**WRITTEN REQUEST**
Could you present every line of the records below as a numbered list, leaving out any blank lines?

[Location annotation dataset excerpts]
-*-*-

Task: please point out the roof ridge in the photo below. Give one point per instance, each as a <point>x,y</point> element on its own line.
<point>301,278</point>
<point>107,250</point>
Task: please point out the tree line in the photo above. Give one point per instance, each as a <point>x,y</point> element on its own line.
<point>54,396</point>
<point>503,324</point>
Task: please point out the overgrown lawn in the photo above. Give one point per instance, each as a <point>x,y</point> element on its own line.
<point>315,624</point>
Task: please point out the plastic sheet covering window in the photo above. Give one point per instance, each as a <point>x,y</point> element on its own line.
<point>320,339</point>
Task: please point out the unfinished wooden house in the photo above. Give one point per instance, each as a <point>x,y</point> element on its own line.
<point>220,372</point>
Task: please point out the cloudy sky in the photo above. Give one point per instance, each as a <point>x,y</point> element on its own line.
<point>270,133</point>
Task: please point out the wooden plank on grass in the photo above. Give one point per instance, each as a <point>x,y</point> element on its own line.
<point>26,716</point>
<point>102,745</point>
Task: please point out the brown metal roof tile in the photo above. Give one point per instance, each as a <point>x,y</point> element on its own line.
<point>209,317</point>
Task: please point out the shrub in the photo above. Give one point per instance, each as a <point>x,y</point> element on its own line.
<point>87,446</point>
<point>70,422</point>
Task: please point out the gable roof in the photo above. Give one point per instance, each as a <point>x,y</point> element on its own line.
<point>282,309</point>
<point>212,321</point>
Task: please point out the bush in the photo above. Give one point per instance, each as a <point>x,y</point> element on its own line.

-*-*-

**OUTPUT FOR THIS EXERCISE**
1. Task: please point out the roof ridge in the photo below. Give one point per instance, each as a <point>x,y</point> element on its own line.
2. <point>301,278</point>
3. <point>107,250</point>
4. Task: please point out the tree line in the photo above. Give one point per instance, each as a <point>x,y</point> element on its own line.
5. <point>54,396</point>
6. <point>503,324</point>
7. Task: please point out the overgrown lawn in the photo above. Give one point per instance, each as a <point>x,y</point> element on its own line.
8. <point>315,624</point>
9. Task: please point out the plastic sheet covering window in the photo above. Give one point per instance, each as a <point>x,y</point> element on its own line.
10. <point>320,339</point>
11. Task: please point out the unfinished wooden house in the photo above. Give one point per instance, each as a <point>x,y</point> element on its own line.
12. <point>220,372</point>
13. Task: please point out the cloudy sky in the photo above. Give one point per instance, each as a <point>x,y</point> element on its own line.
14. <point>270,133</point>
15. Task: please point out the wooden plank on grass in the photo above. Give one point per instance, each as a <point>x,y</point> element on its own line.
16. <point>26,716</point>
17. <point>102,745</point>
18. Task: please point out the brown metal roof tile in the photo above. Give one point per instance, each as a <point>x,y</point> element on its own line.
19. <point>209,317</point>
20. Task: please point out the shrub in the photo above. Give one point per instance, each as a <point>x,y</point> element on its own line.
21. <point>87,446</point>
22. <point>70,422</point>
23. Task: please point out the gable roof in the photo above. Give one point per instance, each as a <point>x,y</point> element on its own line.
24. <point>282,309</point>
25. <point>212,321</point>
26. Task: please point out the bush in the photo above. Give one point per instance, each as a <point>x,y</point> element on its own line.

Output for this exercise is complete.